**TASK PROMPT:** The entries that follow must be written out exactly, without any of the pictures they contain.

**Dataset records:**
• • • •

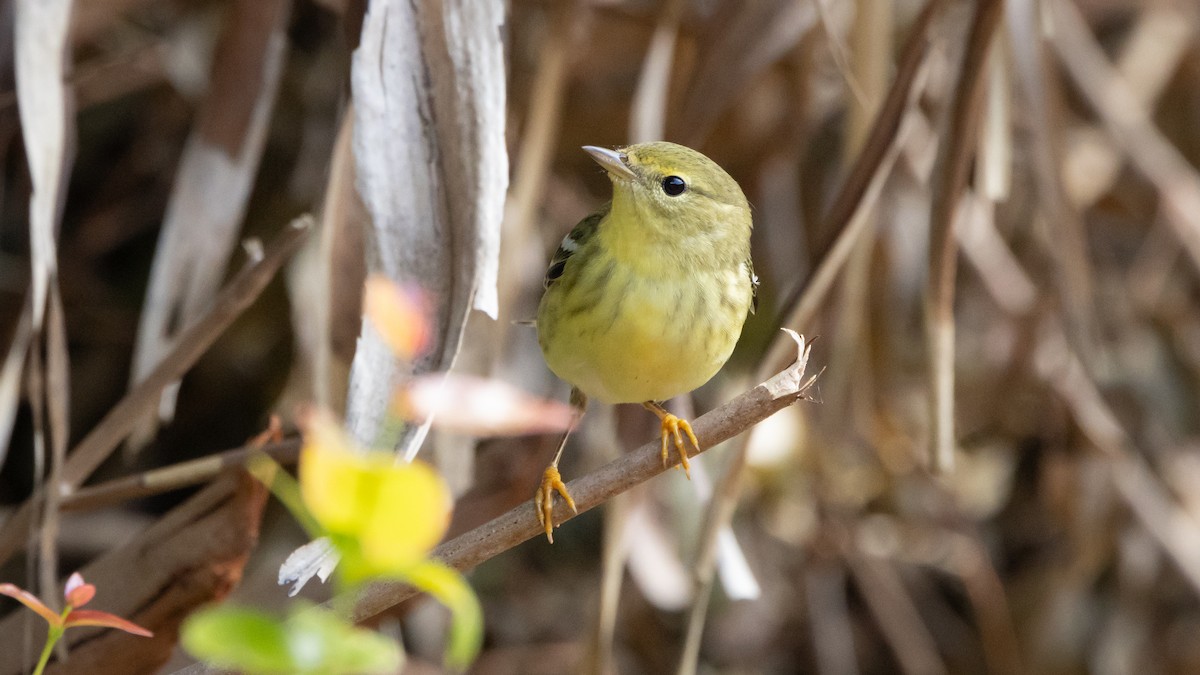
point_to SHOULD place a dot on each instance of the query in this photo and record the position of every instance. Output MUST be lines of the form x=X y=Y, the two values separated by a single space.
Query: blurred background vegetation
x=1053 y=527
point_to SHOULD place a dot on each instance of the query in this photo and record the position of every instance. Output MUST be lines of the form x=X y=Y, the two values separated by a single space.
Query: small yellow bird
x=646 y=297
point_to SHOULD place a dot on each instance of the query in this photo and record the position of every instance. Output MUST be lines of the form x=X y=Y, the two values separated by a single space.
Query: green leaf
x=467 y=617
x=243 y=639
x=310 y=640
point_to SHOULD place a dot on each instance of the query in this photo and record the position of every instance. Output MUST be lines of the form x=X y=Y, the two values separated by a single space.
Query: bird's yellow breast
x=622 y=335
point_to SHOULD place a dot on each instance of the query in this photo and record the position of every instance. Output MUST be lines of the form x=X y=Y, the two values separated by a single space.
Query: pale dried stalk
x=211 y=189
x=955 y=166
x=1127 y=120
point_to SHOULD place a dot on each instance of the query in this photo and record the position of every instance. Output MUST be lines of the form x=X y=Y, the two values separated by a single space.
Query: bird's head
x=675 y=189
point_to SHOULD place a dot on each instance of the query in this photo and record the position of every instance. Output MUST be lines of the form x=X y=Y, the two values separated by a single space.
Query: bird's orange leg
x=673 y=428
x=552 y=481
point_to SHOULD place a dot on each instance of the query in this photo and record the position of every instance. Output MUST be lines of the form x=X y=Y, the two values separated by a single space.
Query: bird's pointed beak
x=611 y=161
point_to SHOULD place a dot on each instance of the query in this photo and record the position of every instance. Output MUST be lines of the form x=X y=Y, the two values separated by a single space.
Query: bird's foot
x=673 y=429
x=544 y=500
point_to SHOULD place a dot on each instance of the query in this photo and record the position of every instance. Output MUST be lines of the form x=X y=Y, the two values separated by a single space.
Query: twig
x=959 y=150
x=100 y=443
x=861 y=187
x=635 y=467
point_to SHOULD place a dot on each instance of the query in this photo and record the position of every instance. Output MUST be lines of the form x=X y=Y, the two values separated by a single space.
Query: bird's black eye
x=673 y=185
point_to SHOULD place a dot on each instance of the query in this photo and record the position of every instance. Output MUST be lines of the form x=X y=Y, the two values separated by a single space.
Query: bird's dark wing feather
x=571 y=243
x=754 y=286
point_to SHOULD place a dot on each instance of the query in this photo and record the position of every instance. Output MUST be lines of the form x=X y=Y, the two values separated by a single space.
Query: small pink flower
x=77 y=593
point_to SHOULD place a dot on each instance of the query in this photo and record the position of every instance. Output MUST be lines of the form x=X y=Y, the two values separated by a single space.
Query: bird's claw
x=544 y=500
x=675 y=428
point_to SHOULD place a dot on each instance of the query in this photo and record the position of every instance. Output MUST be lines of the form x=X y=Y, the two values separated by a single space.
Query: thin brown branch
x=175 y=477
x=520 y=524
x=100 y=443
x=895 y=611
x=959 y=151
x=861 y=186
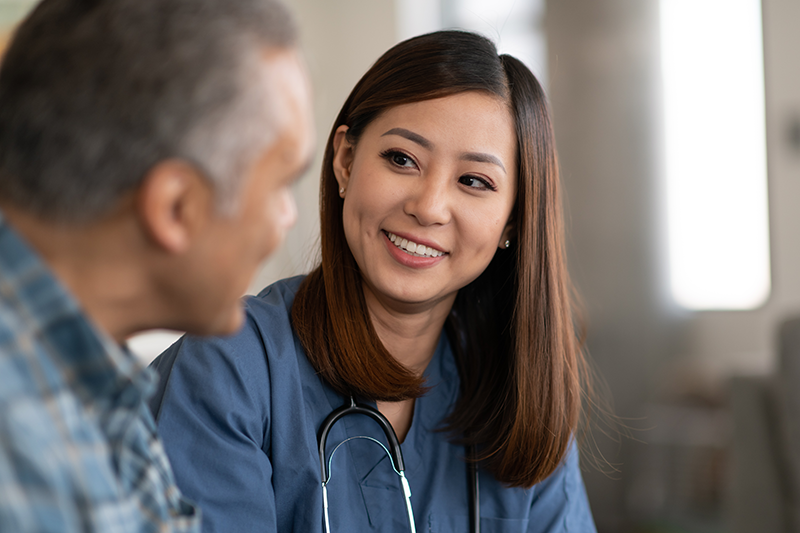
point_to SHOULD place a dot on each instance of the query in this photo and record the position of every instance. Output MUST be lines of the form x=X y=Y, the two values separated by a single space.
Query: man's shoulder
x=22 y=370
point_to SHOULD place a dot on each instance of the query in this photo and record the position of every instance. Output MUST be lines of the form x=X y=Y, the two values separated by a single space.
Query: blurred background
x=678 y=128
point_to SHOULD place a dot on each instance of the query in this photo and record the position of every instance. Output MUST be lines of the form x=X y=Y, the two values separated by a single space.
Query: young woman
x=439 y=313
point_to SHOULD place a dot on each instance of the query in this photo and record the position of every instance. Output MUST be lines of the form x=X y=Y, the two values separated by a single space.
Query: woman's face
x=429 y=189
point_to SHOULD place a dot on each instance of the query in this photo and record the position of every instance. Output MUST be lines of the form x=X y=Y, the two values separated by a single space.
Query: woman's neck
x=410 y=333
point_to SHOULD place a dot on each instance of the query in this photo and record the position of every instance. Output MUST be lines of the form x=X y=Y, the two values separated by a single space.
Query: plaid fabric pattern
x=78 y=446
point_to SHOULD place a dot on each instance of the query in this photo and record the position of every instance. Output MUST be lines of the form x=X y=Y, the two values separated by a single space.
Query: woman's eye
x=475 y=182
x=399 y=159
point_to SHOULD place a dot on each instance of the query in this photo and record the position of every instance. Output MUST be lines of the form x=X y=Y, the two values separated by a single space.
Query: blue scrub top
x=239 y=417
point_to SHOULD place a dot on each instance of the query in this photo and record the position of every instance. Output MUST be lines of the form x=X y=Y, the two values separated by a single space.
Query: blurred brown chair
x=765 y=467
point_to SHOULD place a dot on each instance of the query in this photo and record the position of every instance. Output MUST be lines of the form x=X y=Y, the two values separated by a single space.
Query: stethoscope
x=395 y=456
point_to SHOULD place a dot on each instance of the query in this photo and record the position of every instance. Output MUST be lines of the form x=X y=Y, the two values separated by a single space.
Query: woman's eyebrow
x=478 y=157
x=411 y=136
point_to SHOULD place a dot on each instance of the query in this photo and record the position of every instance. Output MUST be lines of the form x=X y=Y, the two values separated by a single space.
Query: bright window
x=716 y=170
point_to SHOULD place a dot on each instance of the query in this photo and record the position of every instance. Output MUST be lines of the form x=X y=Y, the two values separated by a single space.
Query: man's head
x=192 y=113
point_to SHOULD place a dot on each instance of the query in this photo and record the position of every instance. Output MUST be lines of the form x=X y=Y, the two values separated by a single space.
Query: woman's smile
x=412 y=247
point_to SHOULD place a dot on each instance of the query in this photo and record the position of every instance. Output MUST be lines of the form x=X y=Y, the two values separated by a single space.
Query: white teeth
x=413 y=248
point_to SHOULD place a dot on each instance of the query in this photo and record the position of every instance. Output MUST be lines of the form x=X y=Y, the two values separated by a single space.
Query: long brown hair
x=511 y=329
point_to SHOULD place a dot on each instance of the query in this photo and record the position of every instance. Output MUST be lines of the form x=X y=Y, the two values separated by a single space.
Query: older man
x=147 y=149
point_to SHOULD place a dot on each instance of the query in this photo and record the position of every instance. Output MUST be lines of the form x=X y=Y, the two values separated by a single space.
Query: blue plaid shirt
x=78 y=446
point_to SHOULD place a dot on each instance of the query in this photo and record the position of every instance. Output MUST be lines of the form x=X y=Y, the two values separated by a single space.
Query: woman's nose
x=430 y=200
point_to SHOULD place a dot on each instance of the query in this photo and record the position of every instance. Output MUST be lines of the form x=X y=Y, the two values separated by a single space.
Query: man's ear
x=343 y=152
x=173 y=202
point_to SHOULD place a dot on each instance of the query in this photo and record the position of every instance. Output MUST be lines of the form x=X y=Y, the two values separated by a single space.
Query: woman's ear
x=342 y=158
x=505 y=237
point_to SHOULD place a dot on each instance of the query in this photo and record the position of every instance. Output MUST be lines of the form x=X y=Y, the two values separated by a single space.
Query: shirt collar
x=95 y=367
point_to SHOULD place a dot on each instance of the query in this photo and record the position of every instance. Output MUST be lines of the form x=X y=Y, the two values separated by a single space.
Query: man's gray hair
x=94 y=93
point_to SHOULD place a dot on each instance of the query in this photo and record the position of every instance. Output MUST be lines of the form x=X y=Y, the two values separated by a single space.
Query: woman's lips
x=413 y=248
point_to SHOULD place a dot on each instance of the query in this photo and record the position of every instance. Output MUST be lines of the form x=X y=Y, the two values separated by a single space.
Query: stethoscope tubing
x=396 y=455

• • • •

**SOLUTION FOR THIS PROBLEM:**
point_to SHOULD place a dot on each instance of the query in this photo and record the position of every instance. Output MUST be lines of the form x=X y=Y, the two values separated by a single space.
Query: blurred background vegetation
x=1053 y=527
point_to SHOULD place a dot on each instance of the query in this photo and record the position of every instance. Output MUST be lines of the form x=X y=Y, the two values separated by a single space.
Query: small yellow bird
x=646 y=297
point_to SHOULD place a dot on each instance of the query in this photo and record the position of every instance. Output MUST be lines of the form x=X y=Y, the two values separated by a single space.
Query: green leaf
x=467 y=617
x=243 y=639
x=310 y=640
point_to SHOULD place a dot on each instance of the query in this photo and record the position of every instance. Output MUST be lines of the form x=X y=Y, the two values separated by a single space.
Query: bird's yellow breast
x=622 y=335
point_to SHOULD place a dot on each instance of the query in this photo and record the position of every instance. Output MUST be lines of the form x=X y=Y, the two values separated by a single space.
Query: pale dried stalk
x=211 y=189
x=955 y=166
x=1127 y=120
point_to SHOULD place a dot on each instance of the query in this photo and record the position of every instance. Output MUST be lines of the form x=X y=Y, the two values separated by a single space.
Query: bird's head
x=675 y=189
point_to SHOULD place a dot on each instance of the query in this photo and record the position of every instance. Output MUST be lines of the form x=X y=Y, the two values separated by a single space.
Query: bird's orange leg
x=673 y=428
x=552 y=481
point_to SHOULD place a dot on each instance of the query in this photo and record the position of every instance. Output MUST be lines of the form x=X y=Y, the two values separated by a single space.
Query: bird's pointed beak
x=611 y=161
point_to SHOULD place a dot on each instance of the query in this photo and record the position of every instance. Output MUST be lines of the form x=X y=Y, the two values separated by a single space.
Query: bird's foot
x=673 y=429
x=544 y=500
point_to SHOULD place a dot on each instance of the query in this photo and record the position of every instance. Output MUST be lines of the form x=X y=Y, the two values separated by a single space.
Query: twig
x=959 y=150
x=100 y=443
x=861 y=187
x=635 y=467
point_to SHOULD place a dot on each instance of the query in this photo and record the position of every instance. Output MUST be lines of the form x=X y=Y, the two values separated by a single space.
Query: bird's black eye
x=673 y=185
point_to SHOULD place a dot on each instance of the query in this photo and record the position of every instance. Output MUST be lines of the form x=X y=Y, the two values separated by a single space.
Query: bird's dark wing feather
x=571 y=243
x=754 y=286
point_to SHOULD place a dot on each instance of the query in this photo and record the position of every instance. Output MUST be lines of the form x=X y=Y, the two values separated by a single space.
Query: small pink flower
x=77 y=593
point_to SHOULD place a dot on each instance of the query in this photo and record the position of every instance. Output MUST be lines of the form x=X y=Y, the two values separated by a single space.
Query: bird's claw
x=544 y=500
x=675 y=428
point_to SHOULD place a dot on each instance of the query in this photo and record the position of every instance. Output MUST be lines of the form x=X y=Y, the two values separated by a single space.
Query: thin brown branch
x=175 y=477
x=520 y=524
x=100 y=443
x=895 y=611
x=959 y=151
x=861 y=186
point_to SHOULD place a dot on each instance of the query in this photo and record the position of every instance. Output MUST be lines of the form x=X y=Y, the two values separated by a single space.
Query: man's shoulder
x=22 y=370
point_to SHOULD place a dot on each instance of the query in this photo and record the position of every instance. Output MUST be lines of the form x=X y=Y, the two values separated by a single space.
Query: blurred background
x=678 y=128
point_to SHOULD place a dot on each instance of the query in this photo and record the position of every instance. Output MUST be lines of the form x=X y=Y, the two values separated by a single space.
Query: young woman
x=439 y=313
point_to SHOULD place a dot on each instance of the query in this photo and record the position of every instance. Output MUST be lines of the form x=X y=Y, the two values separated by a single space.
Query: woman's face
x=429 y=189
point_to SHOULD place a dot on each instance of the query in this photo and record the position of every instance. Output MUST be lines of the form x=X y=Y, the two values separated by a single space.
Query: woman's neck
x=410 y=333
point_to SHOULD place a dot on each instance of the query in this photo and record the position of every instance. Output MUST be lines of the form x=X y=Y, the two values separated by a single space.
Query: plaid fabric pattern
x=78 y=446
point_to SHOULD place a dot on each instance of the query in this photo and record the position of every instance. Output MUST be lines of the form x=X y=Y, the two values separated by a single space.
Query: woman's eye
x=475 y=182
x=399 y=159
point_to SHOULD place a dot on each instance of the query in this photo and record the position of every instance. Output MUST be lines of the form x=X y=Y, the two values separated by a single space.
Query: blue scrub top
x=239 y=417
point_to SHOULD place a dot on each instance of the query in this photo and record the position of every instance. Output MUST be lines of the form x=X y=Y, the two values separated by a single space.
Query: blurred brown chair
x=765 y=467
point_to SHOULD place a dot on each instance of the query in this photo and record the position of every instance. Output MUST be lines of the form x=X y=Y, the two values separated by a single space.
Query: stethoscope
x=395 y=456
point_to SHOULD place a dot on each instance of the query in this photo and record the position of every instance. Output MUST be lines of the form x=X y=Y, the two values separated by a single space.
Query: woman's eyebrow
x=478 y=157
x=411 y=136
point_to SHOULD place a dot on each instance of the query in this photo and record the position of every instance. Output MUST be lines of the form x=X y=Y, the two values separated by a single space.
Query: bright window
x=716 y=170
point_to SHOULD place a dot on each instance of the query in this photo and record the position of every instance. Output MUST be lines of the form x=X y=Y, the two values separated by a single space.
Query: man's head
x=192 y=113
point_to SHOULD place a dot on each instance of the query in this photo and record the position of every instance. Output MUST be lines of the form x=X y=Y, the two values separated by a single space.
Query: woman's smile
x=412 y=247
point_to SHOULD place a dot on each instance of the query in this photo and record the position of every instance. Output MUST be lines of the form x=X y=Y, the two values separated by a single space.
Query: white teeth
x=413 y=248
point_to SHOULD place a dot on each instance of the query in this photo and record the position of every instance. Output MUST be lines of the form x=X y=Y, the two values separated by a single space.
Query: long brown hair
x=511 y=329
point_to SHOULD place a dot on each instance of the query in this photo and record the position of every instance. Output MUST be lines of the form x=X y=Y, the two values separated by a single space.
Query: older man
x=147 y=149
point_to SHOULD place a dot on each instance of the query in this photo and record the position of every instance. Output MUST be lines of the form x=X y=Y, the two values separated by a single space.
Query: blue plaid shirt
x=78 y=446
point_to SHOULD place a dot on each instance of the query in this photo and record the position of every instance. Output MUST be lines of the form x=X y=Y, the two values separated by a single space.
Query: woman's nose
x=430 y=200
point_to SHOULD place a dot on each instance of the query in this photo and record the position of every instance. Output MUST be lines of the form x=X y=Y, the two values separated by a single space.
Query: man's ear
x=343 y=152
x=173 y=202
point_to SHOULD place a dot on each instance of the query in this photo and record the position of every instance. Output MUST be lines of the form x=X y=Y, the two values separated by a single space.
Query: woman's ear
x=342 y=158
x=505 y=237
point_to SHOULD place a dot on each instance of the query in this photo and record the position of every instance. Output MUST be lines of the form x=X y=Y, the two values separated by a single space.
Query: shirt collar
x=95 y=367
point_to SHOULD place a dot on each instance of the query in this photo and record the position of every instance. Output MUST be lines of the form x=X y=Y, the two values separated by a single space.
Query: man's gray hair
x=94 y=93
point_to SHOULD place a dot on each instance of the query in this photo and record the position of every instance. Output MUST be lines of the form x=X y=Y, the two values separated by a single space.
Query: woman's lips
x=413 y=248
point_to SHOULD place a dot on each instance of the query in this photo and record the position of every instance. Output MUST be lines of the form x=X y=Y, the two values separated by a single space.
Query: stethoscope tubing
x=396 y=455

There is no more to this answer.